### YOUR ASSIGNMENT:
Below are some lines of data. Return all of them as they are.
Start of Block
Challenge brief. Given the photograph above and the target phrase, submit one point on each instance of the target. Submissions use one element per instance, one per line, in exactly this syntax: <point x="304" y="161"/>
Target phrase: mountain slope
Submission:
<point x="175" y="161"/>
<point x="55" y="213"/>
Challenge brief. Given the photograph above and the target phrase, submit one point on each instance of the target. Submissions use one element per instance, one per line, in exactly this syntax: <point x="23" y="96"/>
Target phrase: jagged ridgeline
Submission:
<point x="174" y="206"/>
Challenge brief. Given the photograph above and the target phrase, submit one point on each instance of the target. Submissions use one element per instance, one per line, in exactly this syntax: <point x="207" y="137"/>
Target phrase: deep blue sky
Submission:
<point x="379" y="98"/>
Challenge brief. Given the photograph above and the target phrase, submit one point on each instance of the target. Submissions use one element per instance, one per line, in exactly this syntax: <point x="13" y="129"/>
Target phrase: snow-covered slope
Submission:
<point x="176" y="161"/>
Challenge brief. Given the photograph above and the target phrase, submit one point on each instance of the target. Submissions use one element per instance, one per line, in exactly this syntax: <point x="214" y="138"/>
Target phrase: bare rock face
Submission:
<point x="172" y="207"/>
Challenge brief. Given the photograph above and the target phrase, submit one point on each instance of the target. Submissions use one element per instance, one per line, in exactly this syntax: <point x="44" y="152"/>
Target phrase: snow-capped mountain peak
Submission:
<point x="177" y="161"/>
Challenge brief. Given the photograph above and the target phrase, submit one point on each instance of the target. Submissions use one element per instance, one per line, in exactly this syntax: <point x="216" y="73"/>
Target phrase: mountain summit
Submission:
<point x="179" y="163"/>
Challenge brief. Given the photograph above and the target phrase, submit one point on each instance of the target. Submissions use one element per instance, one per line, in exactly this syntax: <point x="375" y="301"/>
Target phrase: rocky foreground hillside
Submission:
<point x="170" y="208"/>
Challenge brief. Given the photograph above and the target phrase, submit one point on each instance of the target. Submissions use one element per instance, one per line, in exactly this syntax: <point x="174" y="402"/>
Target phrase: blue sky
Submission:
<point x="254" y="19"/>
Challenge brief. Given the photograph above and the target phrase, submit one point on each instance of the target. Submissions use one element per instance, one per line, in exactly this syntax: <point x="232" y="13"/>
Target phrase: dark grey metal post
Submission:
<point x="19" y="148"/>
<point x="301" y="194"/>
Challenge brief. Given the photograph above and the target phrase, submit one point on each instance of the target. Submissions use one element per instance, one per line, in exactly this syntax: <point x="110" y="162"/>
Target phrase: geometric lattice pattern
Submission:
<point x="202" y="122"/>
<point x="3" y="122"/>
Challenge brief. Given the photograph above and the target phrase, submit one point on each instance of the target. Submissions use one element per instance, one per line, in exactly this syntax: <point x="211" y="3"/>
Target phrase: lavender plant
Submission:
End of Block
### RESULT OF THE EXERCISE:
Challenge brief. Given the photograph above and the target phrase, submit one point on each instance of the target. Submissions use one element per instance, one per line, in exactly this syntax: <point x="304" y="161"/>
Target phrase: mountain slope
Submission:
<point x="175" y="161"/>
<point x="55" y="213"/>
Challenge brief. Given the photograph above and the target phrase, submit one point on each instance of the target. Submissions use one element per instance, one per line, in exactly this syntax: <point x="23" y="96"/>
Target phrase: jagged ridgeline
Submission:
<point x="174" y="206"/>
Challenge brief. Given the photograph above and the target phrase, submit one point on each instance of the target. Submissions use one element per instance, one per line, in exactly this syntax: <point x="207" y="137"/>
Target phrase: deep blue sky
Submission:
<point x="379" y="98"/>
Challenge brief. Given the photograph above and the target phrase, submit one point on each instance of the target. Submissions use one element per instance, one per line, in exactly this syntax: <point x="13" y="129"/>
Target phrase: snow-covered slope
Submission:
<point x="176" y="161"/>
Challenge brief. Given the photograph above and the target phrase, submit one point on each instance of the target. Submissions use one element per instance, one per line, in exactly this syntax: <point x="214" y="138"/>
Target phrase: bare rock face
Submission:
<point x="172" y="207"/>
Challenge brief. Given the photograph above and the target phrase, submit one point on each instance of the target. Submissions use one element per instance, one per line, in exactly this syntax: <point x="44" y="152"/>
Target phrase: snow-capped mountain peak
Submission:
<point x="177" y="161"/>
Challenge brief. Given the photograph above and the target phrase, submit one point on each instance of the target. Submissions use one element per instance, one per line, in exactly this syntax: <point x="216" y="73"/>
Target phrase: mountain summit
Submission:
<point x="179" y="163"/>
Challenge brief. Given the photograph above and the target phrase, submit one point on each instance of the target. Submissions use one element per instance, one per line, in exactly this syntax: <point x="375" y="301"/>
Target phrase: rocky foreground hillside
Submission:
<point x="170" y="208"/>
Challenge brief. Given the photograph above and the target phrase, submit one point on each instance of the target. Submissions use one element per instance, one per line, in exactly this syntax: <point x="174" y="402"/>
Target phrase: blue sky
Submission:
<point x="254" y="19"/>
Challenge brief. Given the photograph above and the target phrase, submit one point on each instance of the target. Submissions use one element per instance, one per line, in exactly this syntax: <point x="232" y="13"/>
Target phrase: dark grey metal post
Submission:
<point x="19" y="148"/>
<point x="301" y="194"/>
Challenge brief. Given the photograph above and the target phrase, submit one point on each instance of the target. Submissions use one element per instance, one per line, in exactly this syntax: <point x="110" y="162"/>
Target phrase: geometric lattice pattern
Submission:
<point x="202" y="122"/>
<point x="3" y="122"/>
Challenge brief. Given the photograph above and the target phrase, submit one point on each instance of the target. Submissions use one element per instance, one per line, in exactly this syntax: <point x="211" y="3"/>
Target phrase: lavender plant
Submission:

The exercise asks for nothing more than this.